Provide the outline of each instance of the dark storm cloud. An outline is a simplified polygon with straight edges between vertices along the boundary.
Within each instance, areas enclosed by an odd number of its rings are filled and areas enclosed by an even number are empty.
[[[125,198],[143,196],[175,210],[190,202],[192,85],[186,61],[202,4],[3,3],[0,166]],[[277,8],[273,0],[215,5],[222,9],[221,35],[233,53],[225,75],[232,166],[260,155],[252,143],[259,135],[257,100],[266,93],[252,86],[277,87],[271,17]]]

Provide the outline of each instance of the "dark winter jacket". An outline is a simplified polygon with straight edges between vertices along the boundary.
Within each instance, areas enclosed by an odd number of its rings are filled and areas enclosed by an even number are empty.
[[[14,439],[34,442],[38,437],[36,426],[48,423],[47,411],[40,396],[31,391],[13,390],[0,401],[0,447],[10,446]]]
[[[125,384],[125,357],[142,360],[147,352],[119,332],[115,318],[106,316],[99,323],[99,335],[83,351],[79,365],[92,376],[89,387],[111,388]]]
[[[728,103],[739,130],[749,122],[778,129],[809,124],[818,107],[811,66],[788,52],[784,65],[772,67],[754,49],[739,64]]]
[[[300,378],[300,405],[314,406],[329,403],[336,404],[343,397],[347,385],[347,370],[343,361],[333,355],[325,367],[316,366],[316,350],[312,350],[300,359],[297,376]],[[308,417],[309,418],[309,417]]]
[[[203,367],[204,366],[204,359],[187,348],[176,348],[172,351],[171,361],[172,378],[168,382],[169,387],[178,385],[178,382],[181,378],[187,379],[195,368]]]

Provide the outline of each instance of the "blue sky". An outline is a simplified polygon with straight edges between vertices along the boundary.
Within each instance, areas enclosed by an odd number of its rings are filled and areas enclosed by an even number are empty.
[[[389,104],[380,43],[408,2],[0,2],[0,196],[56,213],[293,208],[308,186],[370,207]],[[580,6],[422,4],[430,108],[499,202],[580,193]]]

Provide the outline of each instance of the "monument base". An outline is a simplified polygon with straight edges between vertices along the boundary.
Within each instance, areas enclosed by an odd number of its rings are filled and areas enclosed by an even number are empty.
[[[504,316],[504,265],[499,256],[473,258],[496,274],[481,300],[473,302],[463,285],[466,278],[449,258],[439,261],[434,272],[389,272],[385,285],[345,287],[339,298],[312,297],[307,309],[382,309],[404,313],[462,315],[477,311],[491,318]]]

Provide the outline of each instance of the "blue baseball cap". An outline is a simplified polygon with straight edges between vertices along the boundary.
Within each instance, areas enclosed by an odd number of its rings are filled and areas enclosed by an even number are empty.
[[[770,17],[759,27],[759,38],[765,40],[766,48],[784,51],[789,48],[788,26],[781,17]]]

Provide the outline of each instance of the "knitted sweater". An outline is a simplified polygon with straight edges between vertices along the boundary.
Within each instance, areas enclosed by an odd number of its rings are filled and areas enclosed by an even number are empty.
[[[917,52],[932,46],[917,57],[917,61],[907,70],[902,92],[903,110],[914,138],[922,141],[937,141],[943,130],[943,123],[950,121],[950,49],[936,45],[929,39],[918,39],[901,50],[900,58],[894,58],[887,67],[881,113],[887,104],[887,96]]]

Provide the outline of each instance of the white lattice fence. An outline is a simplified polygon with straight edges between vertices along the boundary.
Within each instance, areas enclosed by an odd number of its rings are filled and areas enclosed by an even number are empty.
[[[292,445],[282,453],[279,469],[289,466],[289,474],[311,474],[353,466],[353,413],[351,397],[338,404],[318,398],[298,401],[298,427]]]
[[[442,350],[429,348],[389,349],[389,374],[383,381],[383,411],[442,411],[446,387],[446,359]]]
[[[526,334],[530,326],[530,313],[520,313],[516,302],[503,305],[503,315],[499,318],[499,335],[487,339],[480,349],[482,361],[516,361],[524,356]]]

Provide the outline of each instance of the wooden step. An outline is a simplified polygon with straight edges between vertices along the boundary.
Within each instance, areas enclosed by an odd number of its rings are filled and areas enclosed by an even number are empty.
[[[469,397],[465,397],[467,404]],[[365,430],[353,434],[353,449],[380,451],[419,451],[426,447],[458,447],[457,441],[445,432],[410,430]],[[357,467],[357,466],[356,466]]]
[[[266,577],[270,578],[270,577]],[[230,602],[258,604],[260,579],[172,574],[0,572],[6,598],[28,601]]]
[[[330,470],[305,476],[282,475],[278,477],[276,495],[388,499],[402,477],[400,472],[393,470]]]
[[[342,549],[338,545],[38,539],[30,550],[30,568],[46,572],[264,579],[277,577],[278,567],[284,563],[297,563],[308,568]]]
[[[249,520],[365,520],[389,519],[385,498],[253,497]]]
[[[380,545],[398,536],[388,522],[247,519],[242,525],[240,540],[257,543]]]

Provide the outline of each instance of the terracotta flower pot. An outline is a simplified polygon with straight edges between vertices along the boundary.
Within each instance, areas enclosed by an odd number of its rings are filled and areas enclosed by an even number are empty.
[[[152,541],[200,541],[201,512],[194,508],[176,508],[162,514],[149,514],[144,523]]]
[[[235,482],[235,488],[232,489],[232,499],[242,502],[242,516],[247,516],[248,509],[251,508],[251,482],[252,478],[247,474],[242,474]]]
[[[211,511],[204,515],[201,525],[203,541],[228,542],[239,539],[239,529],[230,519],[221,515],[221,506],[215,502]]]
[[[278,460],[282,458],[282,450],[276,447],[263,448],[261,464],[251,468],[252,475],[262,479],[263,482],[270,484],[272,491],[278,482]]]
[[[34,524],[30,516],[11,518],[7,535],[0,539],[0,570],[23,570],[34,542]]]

☆ ☆ ☆

• **Short task**
Copy out the data shown above without altering anything.

• **Task response**
Provide the outline of each instance of the dark storm cloud. An outline is a simplified polygon with straight edges between vertices along the boundary.
Within each instance, areas enclosed by an odd number of its rings are filled and areas enclosed by an even number are empty.
[[[125,198],[143,196],[175,210],[190,202],[192,85],[186,61],[202,4],[3,3],[0,166]],[[277,8],[273,0],[215,5],[222,9],[221,35],[233,53],[225,75],[232,166],[260,155],[252,143],[259,135],[257,100],[266,93],[252,86],[277,87],[271,17]]]

Provide the outline of each instance of the "dark winter jacket". An outline is a simplified polygon with straight edges between vertices along the boundary.
Within each instance, areas enclosed by an odd number of its rings are filled and areas enclosed by an even number are empty.
[[[14,439],[34,442],[38,437],[36,426],[48,423],[47,411],[40,396],[31,391],[13,390],[0,401],[0,447],[10,446]]]
[[[125,384],[125,357],[142,360],[147,352],[119,332],[115,318],[106,316],[99,323],[99,335],[83,351],[79,365],[92,376],[89,387],[111,388]]]
[[[728,103],[739,130],[749,122],[778,129],[809,124],[818,107],[811,66],[788,52],[784,65],[772,67],[754,49],[739,64]]]
[[[300,378],[300,405],[314,406],[329,403],[336,404],[343,397],[347,385],[347,370],[343,361],[333,355],[325,367],[316,366],[316,350],[312,350],[300,359],[297,376]],[[308,417],[309,418],[309,417]]]
[[[203,367],[204,366],[204,359],[187,348],[176,348],[172,351],[171,361],[172,378],[168,382],[169,387],[178,385],[178,382],[181,378],[187,379],[195,368]]]

Provide the outline of each instance of the "blue sky". An outline is a simplified polygon with straight edges between vertices along the boundary.
Within each instance, areas enclosed by an odd number of its rings are filled and areas enclosed by an even number are empty.
[[[389,104],[380,43],[408,2],[0,2],[0,196],[56,213],[293,208],[308,186],[370,207]],[[580,6],[422,4],[430,108],[499,202],[580,193]]]

Provide the outline of each instance of the "monument base". An outline is a simplified polygon with straight edges between vertices along the boundary.
Within each instance, areas enclosed by an odd number of its rings are filled and areas enclosed by an even number are empty.
[[[504,316],[504,265],[499,256],[473,258],[496,274],[481,300],[473,302],[463,285],[466,278],[449,258],[439,261],[434,272],[389,272],[385,285],[345,287],[339,298],[312,297],[307,309],[382,309],[404,313],[462,315],[477,311],[491,318]]]

Provide the outline of each instance of the "blue baseball cap". An outline is a simplified polygon with straight edges between vertices along the boundary.
Within each instance, areas enclosed by an odd number of its rings are filled and areas enclosed by an even number are empty.
[[[770,17],[759,27],[759,38],[765,40],[766,48],[784,51],[789,48],[788,26],[781,17]]]

Provide the outline of each instance of the "knitted sweater". An outline is a simplified polygon with straight edges between vertices along the boundary.
Within each instance, areas enclosed by an odd number of its rings are filled and areas enclosed by an even number are empty.
[[[917,52],[932,46],[917,57],[917,61],[907,70],[902,92],[903,110],[914,138],[922,141],[937,141],[943,130],[943,123],[950,121],[950,49],[936,45],[929,39],[918,39],[901,50],[900,58],[894,58],[887,67],[881,113],[887,104],[887,96]]]

Provide the outline of each instance of the white lattice fence. An outline is a simplified polygon with straight edges between vertices along the boundary.
Within each instance, areas enclosed by an odd number of its rings are filled and areas enclosed by an even number are empty.
[[[292,445],[282,453],[279,469],[289,466],[289,474],[311,474],[353,466],[353,413],[351,397],[338,404],[318,398],[298,401],[298,427]]]
[[[442,350],[429,348],[389,349],[389,374],[383,381],[383,411],[442,411],[446,387],[446,359]]]
[[[526,334],[530,326],[530,313],[520,313],[516,302],[503,305],[503,315],[499,318],[499,335],[487,339],[480,349],[482,361],[516,361],[524,356]]]

Provide the outline of each instance of the wooden step. An outline is a simplified polygon with straight edges between vertices along the boundary.
Within each instance, areas enclosed by an odd number of its rings are filled and areas enclosed by an even number are empty.
[[[469,397],[465,397],[467,404]],[[365,430],[353,434],[353,449],[380,451],[419,451],[426,447],[458,447],[457,441],[445,432],[410,430]],[[357,467],[357,466],[356,466]]]
[[[266,577],[270,578],[270,577]],[[230,602],[258,604],[260,579],[172,574],[0,572],[6,598],[28,601]]]
[[[330,470],[305,476],[282,475],[278,477],[276,495],[388,499],[402,477],[400,472],[393,470]]]
[[[342,549],[338,545],[38,539],[30,550],[30,568],[46,572],[264,579],[277,577],[278,567],[284,563],[297,563],[308,568]]]
[[[249,520],[365,520],[389,519],[385,498],[253,497]]]
[[[380,545],[398,536],[388,522],[247,519],[242,525],[240,540],[257,543]]]

Provide the outline of each instance of the terracotta flower pot. An outline is a simplified polygon with straight edges between vertices along the boundary.
Within each instance, areas enclosed by an odd number of its rings are filled and areas enclosed by an even number are empty.
[[[152,541],[200,541],[201,512],[194,508],[176,508],[162,514],[149,514],[144,523]]]
[[[235,482],[235,488],[232,489],[232,499],[242,502],[242,516],[247,516],[248,509],[251,508],[251,482],[252,478],[247,474],[242,474]]]
[[[211,511],[204,515],[201,525],[203,541],[228,542],[239,539],[239,529],[230,519],[221,515],[221,506],[215,502]]]
[[[278,460],[282,458],[282,450],[276,447],[263,448],[261,464],[251,468],[252,475],[262,479],[263,482],[270,484],[272,491],[278,482]]]
[[[34,524],[30,516],[11,518],[7,535],[0,539],[0,570],[23,570],[34,542]]]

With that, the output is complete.